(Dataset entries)
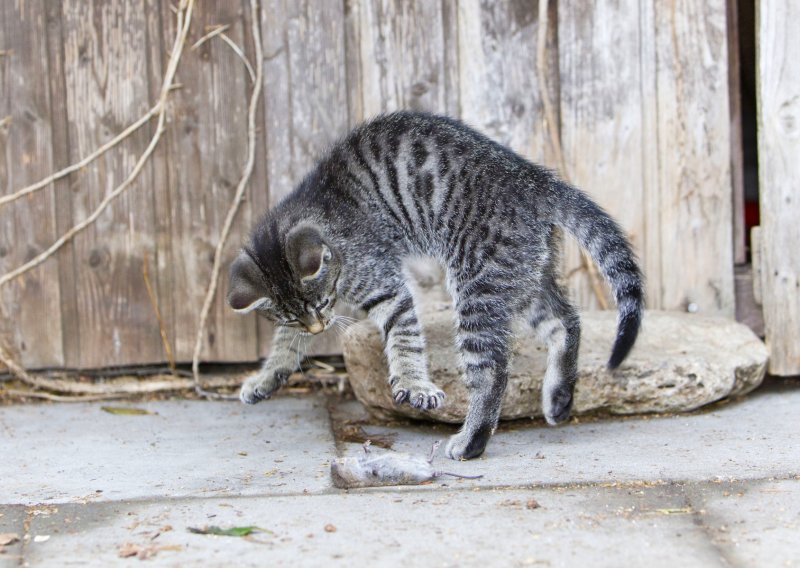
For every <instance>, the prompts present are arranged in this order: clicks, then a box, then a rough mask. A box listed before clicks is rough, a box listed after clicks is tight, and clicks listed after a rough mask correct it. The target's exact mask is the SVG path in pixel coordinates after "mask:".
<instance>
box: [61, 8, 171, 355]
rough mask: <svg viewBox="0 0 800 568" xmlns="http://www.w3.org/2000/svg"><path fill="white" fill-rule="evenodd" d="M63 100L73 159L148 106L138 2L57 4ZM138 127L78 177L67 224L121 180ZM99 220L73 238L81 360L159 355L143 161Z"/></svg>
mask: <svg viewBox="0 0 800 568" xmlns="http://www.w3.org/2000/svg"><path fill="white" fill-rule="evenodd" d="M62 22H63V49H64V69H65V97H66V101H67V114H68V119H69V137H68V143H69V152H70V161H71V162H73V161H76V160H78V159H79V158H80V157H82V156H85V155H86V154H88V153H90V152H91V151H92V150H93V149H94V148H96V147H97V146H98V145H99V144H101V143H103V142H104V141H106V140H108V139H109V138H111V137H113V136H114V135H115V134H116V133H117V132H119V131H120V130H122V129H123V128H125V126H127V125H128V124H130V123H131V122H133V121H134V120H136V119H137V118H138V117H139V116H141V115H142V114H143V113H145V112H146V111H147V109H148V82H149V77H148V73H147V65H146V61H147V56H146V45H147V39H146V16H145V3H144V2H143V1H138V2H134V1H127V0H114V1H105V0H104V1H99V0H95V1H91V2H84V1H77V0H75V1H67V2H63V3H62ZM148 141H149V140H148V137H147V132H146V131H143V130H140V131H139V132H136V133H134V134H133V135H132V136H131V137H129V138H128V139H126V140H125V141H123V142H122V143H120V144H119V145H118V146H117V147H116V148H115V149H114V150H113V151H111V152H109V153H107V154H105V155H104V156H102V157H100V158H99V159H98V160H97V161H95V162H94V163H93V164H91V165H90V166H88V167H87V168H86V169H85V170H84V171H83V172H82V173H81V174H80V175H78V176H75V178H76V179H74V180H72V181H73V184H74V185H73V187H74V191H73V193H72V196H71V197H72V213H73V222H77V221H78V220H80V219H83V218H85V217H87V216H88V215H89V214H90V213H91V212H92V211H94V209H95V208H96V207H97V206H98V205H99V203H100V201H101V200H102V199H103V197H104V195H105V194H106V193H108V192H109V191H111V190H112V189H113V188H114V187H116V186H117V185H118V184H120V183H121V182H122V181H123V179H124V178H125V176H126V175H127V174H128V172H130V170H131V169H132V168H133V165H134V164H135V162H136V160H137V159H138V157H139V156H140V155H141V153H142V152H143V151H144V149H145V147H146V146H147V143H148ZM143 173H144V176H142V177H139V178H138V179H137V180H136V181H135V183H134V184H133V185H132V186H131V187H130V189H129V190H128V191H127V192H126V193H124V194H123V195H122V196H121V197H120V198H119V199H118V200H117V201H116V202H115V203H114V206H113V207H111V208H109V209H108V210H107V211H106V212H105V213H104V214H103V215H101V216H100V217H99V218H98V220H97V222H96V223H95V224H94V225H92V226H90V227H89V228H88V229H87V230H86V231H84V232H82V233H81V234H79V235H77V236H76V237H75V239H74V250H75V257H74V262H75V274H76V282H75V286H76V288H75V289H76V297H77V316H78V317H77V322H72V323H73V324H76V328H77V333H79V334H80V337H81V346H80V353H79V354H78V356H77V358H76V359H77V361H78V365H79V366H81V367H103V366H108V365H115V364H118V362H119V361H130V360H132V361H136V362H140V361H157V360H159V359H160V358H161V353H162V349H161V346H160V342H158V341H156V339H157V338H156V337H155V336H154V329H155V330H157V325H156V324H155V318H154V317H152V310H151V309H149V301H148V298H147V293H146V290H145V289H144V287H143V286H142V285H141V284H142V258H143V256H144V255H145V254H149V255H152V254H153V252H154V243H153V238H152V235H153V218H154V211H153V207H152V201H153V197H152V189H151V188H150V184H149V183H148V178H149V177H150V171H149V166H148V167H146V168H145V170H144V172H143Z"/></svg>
--
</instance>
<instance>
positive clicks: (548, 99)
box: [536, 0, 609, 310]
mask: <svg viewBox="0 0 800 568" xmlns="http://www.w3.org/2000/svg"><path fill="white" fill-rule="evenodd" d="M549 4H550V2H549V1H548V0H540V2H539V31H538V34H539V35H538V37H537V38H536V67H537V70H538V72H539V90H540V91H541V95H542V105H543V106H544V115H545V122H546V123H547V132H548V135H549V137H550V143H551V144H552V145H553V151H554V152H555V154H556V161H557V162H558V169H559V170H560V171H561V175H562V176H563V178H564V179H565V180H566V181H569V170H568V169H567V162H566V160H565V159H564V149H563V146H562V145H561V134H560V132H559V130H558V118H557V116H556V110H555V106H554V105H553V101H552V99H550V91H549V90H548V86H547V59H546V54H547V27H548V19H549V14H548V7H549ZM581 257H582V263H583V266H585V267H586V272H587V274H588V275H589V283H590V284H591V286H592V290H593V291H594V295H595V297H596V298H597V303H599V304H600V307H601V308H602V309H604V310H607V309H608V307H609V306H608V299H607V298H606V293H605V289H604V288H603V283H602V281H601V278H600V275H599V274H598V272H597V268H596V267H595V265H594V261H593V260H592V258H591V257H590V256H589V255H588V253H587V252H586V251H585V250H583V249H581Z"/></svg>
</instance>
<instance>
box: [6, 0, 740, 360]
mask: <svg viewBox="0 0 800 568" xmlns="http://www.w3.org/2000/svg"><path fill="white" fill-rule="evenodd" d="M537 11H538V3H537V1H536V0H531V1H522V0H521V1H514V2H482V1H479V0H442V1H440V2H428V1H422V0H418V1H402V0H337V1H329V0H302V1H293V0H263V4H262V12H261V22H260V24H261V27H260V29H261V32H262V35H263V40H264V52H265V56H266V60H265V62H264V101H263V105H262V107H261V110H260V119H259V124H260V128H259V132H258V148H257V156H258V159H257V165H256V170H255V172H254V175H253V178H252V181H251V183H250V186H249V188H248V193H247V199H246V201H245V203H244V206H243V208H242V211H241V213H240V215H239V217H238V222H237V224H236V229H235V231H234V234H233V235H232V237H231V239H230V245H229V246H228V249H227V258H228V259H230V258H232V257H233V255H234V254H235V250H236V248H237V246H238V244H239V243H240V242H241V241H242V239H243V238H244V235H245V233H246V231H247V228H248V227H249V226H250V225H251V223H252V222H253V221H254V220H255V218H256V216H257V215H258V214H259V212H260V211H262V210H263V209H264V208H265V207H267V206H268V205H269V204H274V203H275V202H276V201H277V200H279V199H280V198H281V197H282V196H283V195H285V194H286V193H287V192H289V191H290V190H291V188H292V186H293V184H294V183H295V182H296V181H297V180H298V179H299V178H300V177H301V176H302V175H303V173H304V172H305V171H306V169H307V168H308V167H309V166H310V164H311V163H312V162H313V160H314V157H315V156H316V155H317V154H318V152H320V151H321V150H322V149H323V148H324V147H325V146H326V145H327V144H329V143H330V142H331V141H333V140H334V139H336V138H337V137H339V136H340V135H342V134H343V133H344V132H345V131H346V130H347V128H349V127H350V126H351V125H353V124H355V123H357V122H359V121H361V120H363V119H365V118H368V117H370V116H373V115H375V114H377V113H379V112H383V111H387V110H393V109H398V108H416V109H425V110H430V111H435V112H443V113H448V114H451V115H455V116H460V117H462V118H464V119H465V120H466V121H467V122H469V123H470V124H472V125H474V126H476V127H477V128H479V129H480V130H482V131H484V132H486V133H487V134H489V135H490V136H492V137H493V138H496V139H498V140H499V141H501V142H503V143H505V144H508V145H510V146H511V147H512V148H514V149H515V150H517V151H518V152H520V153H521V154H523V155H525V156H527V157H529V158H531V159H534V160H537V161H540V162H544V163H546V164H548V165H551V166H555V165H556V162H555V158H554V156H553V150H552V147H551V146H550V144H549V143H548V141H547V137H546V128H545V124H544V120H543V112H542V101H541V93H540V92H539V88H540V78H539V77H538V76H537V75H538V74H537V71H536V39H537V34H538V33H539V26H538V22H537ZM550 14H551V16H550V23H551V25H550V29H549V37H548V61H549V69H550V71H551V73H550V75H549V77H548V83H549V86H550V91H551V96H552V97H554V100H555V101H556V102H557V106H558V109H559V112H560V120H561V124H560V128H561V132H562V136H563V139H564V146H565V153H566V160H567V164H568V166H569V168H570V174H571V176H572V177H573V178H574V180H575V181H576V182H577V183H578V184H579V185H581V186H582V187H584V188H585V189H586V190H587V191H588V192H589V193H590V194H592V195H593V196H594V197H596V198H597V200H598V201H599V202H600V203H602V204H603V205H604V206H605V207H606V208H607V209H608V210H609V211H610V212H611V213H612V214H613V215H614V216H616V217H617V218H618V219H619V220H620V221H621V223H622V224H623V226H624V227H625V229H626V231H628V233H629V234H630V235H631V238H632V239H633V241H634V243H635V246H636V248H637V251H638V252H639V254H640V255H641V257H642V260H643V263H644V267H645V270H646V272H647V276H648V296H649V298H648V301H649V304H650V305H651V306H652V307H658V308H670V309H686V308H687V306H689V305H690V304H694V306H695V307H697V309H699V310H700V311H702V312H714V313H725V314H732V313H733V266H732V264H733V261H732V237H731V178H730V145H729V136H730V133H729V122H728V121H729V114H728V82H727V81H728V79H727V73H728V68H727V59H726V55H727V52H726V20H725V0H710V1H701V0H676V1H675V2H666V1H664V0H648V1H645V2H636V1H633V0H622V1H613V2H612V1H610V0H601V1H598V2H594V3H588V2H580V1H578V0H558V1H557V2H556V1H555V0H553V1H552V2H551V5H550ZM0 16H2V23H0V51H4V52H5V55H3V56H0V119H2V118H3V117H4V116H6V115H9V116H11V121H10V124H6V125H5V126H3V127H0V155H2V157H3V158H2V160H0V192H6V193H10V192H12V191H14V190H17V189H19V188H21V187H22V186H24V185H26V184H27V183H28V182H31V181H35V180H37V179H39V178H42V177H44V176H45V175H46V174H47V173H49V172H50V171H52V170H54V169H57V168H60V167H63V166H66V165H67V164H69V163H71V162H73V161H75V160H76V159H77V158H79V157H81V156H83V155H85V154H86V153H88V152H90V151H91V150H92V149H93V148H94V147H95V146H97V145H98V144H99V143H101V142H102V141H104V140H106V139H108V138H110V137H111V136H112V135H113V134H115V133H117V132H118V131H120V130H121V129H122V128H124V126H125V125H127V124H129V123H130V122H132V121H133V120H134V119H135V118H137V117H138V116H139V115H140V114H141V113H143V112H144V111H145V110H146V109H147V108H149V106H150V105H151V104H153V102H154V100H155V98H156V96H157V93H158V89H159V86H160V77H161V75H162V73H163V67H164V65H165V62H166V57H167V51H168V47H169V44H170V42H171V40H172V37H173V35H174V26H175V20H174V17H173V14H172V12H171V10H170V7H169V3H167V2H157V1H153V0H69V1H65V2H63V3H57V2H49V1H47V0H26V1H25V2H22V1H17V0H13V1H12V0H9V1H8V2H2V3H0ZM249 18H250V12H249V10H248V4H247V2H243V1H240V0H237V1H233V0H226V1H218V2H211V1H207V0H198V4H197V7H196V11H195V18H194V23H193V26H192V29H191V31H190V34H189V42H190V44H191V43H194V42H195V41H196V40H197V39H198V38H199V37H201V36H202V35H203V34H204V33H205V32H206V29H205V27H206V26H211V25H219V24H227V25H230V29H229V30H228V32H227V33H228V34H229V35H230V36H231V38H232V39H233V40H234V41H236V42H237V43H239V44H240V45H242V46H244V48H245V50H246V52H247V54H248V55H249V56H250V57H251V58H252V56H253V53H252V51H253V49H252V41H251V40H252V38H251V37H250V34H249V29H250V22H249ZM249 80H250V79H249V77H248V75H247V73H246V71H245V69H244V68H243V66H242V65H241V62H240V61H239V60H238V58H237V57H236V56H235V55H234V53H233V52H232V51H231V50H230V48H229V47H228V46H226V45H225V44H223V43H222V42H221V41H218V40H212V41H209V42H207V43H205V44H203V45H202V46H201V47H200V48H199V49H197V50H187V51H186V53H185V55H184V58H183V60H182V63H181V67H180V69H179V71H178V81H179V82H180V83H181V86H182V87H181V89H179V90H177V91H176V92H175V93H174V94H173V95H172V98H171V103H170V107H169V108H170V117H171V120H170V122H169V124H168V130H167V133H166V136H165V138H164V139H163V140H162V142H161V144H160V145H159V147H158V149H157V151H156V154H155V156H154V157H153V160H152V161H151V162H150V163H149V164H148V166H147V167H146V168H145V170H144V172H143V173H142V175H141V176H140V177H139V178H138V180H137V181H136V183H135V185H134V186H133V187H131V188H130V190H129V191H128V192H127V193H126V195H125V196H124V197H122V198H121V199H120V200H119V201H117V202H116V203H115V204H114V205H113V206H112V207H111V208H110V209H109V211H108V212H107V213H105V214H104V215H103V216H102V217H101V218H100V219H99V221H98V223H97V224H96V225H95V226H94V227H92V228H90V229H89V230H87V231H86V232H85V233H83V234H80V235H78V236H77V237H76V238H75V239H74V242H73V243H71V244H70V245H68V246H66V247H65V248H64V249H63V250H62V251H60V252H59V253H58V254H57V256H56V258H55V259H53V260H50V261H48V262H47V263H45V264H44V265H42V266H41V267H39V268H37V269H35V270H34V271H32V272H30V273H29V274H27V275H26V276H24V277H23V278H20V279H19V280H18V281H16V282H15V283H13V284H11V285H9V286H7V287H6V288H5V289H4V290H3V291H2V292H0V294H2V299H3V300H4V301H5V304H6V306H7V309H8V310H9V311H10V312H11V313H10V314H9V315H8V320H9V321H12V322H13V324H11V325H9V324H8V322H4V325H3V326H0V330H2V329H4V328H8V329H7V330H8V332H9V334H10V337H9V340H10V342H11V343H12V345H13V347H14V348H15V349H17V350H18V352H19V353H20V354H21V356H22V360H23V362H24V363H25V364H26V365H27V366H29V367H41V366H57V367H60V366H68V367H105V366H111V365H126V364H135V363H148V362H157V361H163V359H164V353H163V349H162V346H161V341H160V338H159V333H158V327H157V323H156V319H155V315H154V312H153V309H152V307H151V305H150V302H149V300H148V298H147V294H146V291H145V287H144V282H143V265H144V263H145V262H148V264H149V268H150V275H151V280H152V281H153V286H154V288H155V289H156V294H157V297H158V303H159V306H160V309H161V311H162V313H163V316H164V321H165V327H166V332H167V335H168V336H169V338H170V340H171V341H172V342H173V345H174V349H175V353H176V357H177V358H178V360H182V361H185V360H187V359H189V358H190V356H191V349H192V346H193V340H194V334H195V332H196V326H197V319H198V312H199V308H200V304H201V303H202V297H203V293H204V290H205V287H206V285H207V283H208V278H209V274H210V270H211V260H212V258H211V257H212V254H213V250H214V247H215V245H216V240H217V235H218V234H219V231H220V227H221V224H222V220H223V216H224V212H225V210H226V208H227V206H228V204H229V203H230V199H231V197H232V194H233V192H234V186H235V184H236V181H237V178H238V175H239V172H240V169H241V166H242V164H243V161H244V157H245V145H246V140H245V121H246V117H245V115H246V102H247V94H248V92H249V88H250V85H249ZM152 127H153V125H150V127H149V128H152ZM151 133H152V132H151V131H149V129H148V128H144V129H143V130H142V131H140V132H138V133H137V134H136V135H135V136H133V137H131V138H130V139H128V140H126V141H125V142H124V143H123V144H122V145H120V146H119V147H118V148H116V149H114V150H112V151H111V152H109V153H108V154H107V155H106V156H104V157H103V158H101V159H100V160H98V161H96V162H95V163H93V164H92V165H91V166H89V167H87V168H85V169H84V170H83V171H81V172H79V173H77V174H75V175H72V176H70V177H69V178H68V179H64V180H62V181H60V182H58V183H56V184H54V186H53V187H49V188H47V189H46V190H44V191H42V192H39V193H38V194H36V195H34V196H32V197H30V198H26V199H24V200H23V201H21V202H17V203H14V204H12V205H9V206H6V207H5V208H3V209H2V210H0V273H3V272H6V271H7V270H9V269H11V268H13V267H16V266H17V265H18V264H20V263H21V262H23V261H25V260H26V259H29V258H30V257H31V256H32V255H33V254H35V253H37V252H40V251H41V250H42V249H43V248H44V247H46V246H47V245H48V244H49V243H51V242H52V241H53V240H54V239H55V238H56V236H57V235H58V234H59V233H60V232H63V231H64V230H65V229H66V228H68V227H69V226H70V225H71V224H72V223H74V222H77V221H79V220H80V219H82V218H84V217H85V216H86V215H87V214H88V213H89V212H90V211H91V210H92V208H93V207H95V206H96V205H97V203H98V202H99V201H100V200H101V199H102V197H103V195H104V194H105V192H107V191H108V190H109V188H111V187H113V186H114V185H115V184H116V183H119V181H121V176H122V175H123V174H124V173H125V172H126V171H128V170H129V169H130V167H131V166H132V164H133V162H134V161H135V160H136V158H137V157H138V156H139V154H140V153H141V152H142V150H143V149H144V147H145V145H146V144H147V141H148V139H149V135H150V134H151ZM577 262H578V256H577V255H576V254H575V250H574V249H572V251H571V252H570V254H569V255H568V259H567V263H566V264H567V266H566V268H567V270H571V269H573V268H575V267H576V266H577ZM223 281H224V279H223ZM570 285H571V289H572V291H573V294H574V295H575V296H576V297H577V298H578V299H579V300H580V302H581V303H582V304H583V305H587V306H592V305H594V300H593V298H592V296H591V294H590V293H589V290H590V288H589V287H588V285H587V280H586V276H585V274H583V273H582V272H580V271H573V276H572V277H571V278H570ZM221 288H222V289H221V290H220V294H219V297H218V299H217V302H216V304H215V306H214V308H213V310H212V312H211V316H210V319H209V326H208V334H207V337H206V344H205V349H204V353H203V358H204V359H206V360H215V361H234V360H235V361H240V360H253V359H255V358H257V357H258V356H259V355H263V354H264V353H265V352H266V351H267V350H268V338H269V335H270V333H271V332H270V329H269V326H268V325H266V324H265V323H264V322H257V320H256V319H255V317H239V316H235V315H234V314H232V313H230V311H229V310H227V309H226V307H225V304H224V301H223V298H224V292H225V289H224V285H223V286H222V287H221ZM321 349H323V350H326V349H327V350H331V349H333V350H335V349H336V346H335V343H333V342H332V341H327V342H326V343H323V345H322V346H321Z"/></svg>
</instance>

**YOUR TASK:**
Express the listing above as a numbered list without blank lines, beginning at the line that contains "For every <instance>, the" and stopping after the line that contains "rough mask: <svg".

**EXERCISE RESPONSE:**
1. For every <instance>, the prompts present are arranged in this order: clicks, then a box, then a rough mask. A box listed before clicks is rough, a box listed after clicks is tight, and clicks listed after a rough mask correct it. The target's exact mask is the SVG path in pixel coordinates after "mask:".
2. <instance>
3. box: [61, 8, 171, 355]
4. rough mask: <svg viewBox="0 0 800 568" xmlns="http://www.w3.org/2000/svg"><path fill="white" fill-rule="evenodd" d="M63 100L73 159L148 106L138 2L57 4ZM138 127L78 177L67 224L121 180ZM99 220L73 238L81 360L159 355L143 161Z"/></svg>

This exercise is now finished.